* **Task material**
========
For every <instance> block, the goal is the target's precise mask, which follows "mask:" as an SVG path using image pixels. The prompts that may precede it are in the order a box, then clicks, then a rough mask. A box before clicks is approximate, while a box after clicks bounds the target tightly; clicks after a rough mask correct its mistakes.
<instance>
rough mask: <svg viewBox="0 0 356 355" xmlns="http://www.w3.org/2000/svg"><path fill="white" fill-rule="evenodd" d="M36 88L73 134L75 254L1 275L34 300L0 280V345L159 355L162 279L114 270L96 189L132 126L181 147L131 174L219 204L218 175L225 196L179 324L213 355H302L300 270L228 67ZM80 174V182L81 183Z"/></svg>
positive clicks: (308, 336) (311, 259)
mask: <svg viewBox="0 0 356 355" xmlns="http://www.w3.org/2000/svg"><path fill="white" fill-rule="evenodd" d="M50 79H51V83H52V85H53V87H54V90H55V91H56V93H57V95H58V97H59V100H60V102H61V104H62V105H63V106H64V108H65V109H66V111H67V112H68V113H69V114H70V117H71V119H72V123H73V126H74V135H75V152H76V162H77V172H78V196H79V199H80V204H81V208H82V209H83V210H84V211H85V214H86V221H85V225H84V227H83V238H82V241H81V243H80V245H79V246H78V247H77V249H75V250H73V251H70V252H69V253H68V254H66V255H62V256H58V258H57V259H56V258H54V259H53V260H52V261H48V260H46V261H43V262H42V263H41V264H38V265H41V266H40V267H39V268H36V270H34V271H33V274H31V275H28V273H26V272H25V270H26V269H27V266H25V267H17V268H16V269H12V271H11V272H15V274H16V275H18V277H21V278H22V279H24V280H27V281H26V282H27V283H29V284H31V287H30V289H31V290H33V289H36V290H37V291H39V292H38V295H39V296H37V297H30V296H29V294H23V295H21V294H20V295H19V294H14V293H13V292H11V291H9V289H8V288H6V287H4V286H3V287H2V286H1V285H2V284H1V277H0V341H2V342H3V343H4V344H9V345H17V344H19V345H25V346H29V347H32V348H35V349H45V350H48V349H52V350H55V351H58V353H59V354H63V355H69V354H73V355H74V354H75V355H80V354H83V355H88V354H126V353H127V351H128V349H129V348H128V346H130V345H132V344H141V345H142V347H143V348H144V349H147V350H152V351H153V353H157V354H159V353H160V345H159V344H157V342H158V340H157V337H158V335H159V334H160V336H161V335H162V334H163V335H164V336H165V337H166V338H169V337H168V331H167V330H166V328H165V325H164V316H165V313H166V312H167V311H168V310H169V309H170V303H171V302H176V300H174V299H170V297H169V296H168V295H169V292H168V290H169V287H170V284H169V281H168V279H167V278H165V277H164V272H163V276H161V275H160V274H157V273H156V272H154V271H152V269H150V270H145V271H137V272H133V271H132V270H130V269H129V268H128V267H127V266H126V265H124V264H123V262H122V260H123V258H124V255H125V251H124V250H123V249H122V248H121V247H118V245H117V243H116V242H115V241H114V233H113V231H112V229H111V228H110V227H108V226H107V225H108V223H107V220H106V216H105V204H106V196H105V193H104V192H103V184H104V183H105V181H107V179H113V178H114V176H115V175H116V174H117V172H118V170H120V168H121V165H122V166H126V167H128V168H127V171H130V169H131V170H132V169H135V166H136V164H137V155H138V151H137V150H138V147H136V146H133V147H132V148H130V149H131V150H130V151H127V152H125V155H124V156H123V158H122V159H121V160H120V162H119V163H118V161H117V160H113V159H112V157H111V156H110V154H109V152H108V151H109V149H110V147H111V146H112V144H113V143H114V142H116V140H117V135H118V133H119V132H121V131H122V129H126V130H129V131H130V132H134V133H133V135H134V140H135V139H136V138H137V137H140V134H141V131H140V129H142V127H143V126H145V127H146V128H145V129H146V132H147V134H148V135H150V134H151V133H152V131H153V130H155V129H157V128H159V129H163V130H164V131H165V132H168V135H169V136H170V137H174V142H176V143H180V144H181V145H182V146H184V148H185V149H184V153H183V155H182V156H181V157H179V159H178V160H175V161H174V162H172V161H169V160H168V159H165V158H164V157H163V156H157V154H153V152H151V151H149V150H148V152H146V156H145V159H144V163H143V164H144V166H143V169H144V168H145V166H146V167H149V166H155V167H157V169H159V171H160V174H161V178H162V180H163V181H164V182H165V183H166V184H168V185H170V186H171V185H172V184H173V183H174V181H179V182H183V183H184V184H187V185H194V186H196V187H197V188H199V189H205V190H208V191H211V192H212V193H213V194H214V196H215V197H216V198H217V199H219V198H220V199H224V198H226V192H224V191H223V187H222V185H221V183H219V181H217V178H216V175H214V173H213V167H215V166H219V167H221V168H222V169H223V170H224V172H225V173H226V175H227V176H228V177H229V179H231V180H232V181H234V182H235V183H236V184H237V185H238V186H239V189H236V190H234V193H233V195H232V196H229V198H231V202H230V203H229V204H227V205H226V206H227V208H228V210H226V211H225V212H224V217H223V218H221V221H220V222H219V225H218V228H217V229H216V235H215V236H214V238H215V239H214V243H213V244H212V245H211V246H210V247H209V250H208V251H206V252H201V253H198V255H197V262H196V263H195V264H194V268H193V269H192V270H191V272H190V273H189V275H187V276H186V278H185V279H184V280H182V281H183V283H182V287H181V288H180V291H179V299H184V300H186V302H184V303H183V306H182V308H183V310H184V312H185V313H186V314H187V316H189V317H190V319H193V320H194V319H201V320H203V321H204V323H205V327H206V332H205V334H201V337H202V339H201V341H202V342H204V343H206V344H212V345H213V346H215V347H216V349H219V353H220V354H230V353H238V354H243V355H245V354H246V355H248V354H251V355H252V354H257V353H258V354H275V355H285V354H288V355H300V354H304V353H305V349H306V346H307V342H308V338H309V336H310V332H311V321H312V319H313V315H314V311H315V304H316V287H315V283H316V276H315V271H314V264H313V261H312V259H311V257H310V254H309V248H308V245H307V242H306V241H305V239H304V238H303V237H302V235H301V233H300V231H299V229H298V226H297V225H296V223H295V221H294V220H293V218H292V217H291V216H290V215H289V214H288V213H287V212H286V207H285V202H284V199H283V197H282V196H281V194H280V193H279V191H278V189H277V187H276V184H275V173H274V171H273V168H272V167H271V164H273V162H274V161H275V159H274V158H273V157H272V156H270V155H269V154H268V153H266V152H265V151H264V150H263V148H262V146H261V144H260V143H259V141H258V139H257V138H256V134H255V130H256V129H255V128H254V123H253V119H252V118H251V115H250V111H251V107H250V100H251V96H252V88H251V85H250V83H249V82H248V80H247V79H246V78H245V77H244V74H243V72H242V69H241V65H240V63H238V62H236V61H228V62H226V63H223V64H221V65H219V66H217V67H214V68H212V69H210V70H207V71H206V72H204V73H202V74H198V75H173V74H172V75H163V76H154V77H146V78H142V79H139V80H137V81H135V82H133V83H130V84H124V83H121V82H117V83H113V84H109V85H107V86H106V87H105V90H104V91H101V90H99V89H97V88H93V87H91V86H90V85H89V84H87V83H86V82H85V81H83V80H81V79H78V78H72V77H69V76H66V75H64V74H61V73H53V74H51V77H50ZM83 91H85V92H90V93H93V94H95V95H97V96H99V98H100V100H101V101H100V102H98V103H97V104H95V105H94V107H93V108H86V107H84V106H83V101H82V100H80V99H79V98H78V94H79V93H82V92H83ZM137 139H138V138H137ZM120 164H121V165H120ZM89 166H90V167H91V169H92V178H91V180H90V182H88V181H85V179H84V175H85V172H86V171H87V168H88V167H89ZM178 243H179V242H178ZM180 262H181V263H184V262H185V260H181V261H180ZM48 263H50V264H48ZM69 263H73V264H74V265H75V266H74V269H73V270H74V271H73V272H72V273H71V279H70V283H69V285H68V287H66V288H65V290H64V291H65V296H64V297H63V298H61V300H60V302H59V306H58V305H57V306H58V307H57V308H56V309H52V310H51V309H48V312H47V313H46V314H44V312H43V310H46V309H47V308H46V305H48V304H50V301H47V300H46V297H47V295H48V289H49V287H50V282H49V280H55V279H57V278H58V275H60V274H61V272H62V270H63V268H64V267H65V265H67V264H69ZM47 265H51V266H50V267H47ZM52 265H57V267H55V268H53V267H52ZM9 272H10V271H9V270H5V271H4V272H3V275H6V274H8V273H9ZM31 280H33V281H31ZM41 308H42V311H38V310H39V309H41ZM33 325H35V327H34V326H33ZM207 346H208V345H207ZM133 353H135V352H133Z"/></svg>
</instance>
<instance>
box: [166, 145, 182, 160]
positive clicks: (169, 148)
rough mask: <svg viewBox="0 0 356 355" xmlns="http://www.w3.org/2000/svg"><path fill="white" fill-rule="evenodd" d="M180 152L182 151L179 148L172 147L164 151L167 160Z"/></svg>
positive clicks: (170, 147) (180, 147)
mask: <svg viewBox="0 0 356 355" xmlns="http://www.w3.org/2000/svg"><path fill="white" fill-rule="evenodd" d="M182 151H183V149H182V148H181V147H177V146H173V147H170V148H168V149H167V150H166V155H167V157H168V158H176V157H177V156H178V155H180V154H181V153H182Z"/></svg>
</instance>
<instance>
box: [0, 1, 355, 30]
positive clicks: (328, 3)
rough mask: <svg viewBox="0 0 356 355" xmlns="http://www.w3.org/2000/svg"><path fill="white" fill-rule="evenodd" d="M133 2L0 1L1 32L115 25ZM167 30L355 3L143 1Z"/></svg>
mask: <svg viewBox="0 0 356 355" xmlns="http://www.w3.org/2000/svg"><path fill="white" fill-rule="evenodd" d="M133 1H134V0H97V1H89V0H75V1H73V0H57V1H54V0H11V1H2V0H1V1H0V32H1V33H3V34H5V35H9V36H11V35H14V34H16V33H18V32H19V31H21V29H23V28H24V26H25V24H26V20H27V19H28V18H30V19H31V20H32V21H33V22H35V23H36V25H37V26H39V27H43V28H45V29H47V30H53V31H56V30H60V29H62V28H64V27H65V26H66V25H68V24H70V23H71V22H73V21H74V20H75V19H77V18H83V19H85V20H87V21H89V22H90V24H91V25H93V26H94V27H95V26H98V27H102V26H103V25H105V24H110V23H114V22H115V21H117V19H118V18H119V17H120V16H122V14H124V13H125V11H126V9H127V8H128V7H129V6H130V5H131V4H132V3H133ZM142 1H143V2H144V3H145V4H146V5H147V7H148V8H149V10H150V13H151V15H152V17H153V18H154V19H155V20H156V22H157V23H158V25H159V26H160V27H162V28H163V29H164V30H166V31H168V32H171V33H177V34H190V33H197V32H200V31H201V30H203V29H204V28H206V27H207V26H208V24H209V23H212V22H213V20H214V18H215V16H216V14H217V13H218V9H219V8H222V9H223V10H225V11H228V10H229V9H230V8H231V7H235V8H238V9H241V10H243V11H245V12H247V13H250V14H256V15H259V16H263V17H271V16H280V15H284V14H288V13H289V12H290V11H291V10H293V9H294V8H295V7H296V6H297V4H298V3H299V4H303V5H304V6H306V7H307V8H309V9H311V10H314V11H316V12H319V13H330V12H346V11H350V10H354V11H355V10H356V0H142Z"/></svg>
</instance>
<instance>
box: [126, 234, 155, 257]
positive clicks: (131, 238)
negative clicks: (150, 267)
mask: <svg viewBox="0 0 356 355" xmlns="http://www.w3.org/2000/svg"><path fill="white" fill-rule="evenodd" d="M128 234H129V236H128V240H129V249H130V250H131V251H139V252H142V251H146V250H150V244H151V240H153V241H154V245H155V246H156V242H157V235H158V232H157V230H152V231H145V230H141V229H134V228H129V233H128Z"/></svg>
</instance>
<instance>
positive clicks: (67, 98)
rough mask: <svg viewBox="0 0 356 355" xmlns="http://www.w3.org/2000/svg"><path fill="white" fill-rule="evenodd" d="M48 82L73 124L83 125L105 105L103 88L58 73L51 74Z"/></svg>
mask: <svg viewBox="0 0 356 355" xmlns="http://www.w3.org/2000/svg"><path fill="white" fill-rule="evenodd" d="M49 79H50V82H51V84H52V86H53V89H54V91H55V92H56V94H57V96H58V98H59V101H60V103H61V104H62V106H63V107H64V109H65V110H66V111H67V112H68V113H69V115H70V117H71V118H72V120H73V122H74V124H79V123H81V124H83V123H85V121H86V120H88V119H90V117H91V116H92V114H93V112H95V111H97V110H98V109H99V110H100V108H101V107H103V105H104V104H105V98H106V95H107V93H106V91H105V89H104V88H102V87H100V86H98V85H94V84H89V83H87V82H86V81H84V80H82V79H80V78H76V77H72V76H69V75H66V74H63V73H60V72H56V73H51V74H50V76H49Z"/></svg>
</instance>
========
* **Required action**
Write out the records above verbatim, starting at the beginning of the records and ending at the line that contains "positive clicks: (308, 336) (311, 259)", with both of those lines included.

* **Problem solution**
For every <instance> block, the goal is the target's precise mask, which follows "mask:" as an SVG path using image pixels. The prompts that may precede it are in the order a box, then clicks, then a rough mask. A box before clicks is approximate, while a box after clicks bounds the target tightly; clicks after a rough mask correct its mistakes.
<instance>
rough mask: <svg viewBox="0 0 356 355" xmlns="http://www.w3.org/2000/svg"><path fill="white" fill-rule="evenodd" d="M36 88L73 134L75 254L1 275L34 300L0 280V345L159 355L162 279L114 270L96 189L132 126L181 147L131 174L219 204L218 175L225 196L179 324L213 355H302L300 270L228 67ZM80 174V182L81 183Z"/></svg>
positive clicks: (308, 336) (311, 259)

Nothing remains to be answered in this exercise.